Stated goal. Rewrite the stretch of the material from the line containing "Confirm every instance of the red flower cluster" through the end of the material, with both ends included. Keep every request line unchanged, and multiply each answer coordinate by 2.15, rounding to whole numbers with halves rounded up.

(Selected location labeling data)
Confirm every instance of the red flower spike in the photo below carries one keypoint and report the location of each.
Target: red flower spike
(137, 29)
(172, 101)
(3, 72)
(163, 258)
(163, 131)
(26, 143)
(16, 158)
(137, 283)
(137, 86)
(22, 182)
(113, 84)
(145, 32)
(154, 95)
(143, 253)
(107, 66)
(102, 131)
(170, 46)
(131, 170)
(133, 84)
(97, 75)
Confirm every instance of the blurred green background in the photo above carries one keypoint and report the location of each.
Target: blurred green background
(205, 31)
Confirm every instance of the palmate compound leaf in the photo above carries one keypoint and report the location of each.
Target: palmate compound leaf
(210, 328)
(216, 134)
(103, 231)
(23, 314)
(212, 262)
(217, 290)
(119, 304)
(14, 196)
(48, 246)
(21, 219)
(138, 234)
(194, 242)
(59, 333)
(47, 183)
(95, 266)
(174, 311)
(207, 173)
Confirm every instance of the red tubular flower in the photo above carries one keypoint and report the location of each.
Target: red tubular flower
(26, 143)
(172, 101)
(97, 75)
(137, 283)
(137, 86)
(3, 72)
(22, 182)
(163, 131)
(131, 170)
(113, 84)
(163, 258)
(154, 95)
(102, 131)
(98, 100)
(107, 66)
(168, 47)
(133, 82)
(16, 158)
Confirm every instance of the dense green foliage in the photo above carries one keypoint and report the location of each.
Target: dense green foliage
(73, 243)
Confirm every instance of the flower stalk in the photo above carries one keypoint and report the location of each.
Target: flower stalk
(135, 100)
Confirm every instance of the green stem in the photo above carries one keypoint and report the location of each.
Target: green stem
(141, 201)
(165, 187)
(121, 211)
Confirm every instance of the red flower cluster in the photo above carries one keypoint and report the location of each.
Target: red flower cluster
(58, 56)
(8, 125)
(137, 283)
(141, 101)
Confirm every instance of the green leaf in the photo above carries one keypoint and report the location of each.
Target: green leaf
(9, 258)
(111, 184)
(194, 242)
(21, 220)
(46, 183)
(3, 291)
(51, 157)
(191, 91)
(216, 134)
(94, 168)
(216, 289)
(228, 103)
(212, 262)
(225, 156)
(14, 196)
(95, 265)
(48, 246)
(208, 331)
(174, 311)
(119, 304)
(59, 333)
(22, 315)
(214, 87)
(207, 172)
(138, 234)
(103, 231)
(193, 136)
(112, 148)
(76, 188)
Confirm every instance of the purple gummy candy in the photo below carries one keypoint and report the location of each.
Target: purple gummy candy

Task answer.
Confirm every instance of the red flower cluster in the photo above carries one keypoint and report the location of each.
Target: red flower cluster
(125, 120)
(17, 269)
(295, 608)
(303, 217)
Confirm every instance of the green leaf in the photo above carries one keypoint and report the location of each.
Target: green leaf
(19, 555)
(239, 396)
(417, 520)
(45, 473)
(99, 393)
(6, 626)
(110, 338)
(411, 196)
(464, 288)
(202, 361)
(464, 621)
(490, 221)
(456, 563)
(484, 335)
(30, 421)
(204, 570)
(103, 529)
(447, 712)
(374, 669)
(256, 654)
(127, 716)
(47, 677)
(460, 187)
(445, 370)
(297, 503)
(221, 497)
(415, 292)
(241, 318)
(163, 404)
Confirm every instance of the purple gummy candy in the photo below carries one keypoint and report the location of each.
Target: purple gummy candy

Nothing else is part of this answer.